PROBLEM STATEMENT:
Every entry below must be retyped exactly, and the pictures must be left out.

+++ DATA PROVIDED +++

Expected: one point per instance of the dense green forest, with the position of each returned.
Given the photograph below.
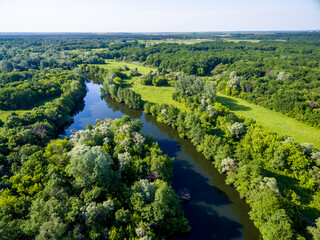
(252, 158)
(109, 181)
(280, 75)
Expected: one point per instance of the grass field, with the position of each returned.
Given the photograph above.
(4, 114)
(274, 121)
(179, 41)
(148, 93)
(114, 65)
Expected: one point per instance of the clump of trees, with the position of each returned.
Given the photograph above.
(254, 160)
(107, 181)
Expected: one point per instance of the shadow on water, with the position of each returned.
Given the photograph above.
(215, 210)
(232, 104)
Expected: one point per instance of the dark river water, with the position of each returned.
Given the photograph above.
(215, 210)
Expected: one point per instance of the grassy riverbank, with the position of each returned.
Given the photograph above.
(274, 121)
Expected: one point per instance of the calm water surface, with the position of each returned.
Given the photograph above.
(215, 210)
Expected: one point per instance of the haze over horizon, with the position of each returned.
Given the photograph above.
(165, 16)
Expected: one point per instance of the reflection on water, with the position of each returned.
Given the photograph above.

+++

SOLUTION FOR THIS EXERCISE:
Expected: one point per instance of the dense green forest, with the position of each returned.
Given the photograph below.
(252, 158)
(109, 181)
(280, 75)
Expected: one point per instance of the grass field, with the position of each returned.
Given the photograph above.
(4, 114)
(274, 121)
(179, 41)
(148, 93)
(114, 65)
Expected: one point per instance of the clump of trees, with the position of each returned.
Given the photograph above.
(254, 160)
(107, 181)
Expected: one point per instance of the shadow on water, with the position of each returned.
Given the photograph above.
(215, 210)
(232, 104)
Expected: one point per instance of the dark river water, with the position of each returned.
Given the photograph above.
(215, 210)
Expected: one point per instance of the grassy riverbank, with the position of each returned.
Given the photograph above.
(274, 121)
Expected: one point per instance of the calm water surface, with the position of each returned.
Given the photograph above.
(215, 210)
Expected: one point per instance of the haze over horizon, with the position of each returned.
Given the photograph above.
(165, 16)
Expected: one point per instance of the reflection on water, with the position of each returned.
Given the photograph above.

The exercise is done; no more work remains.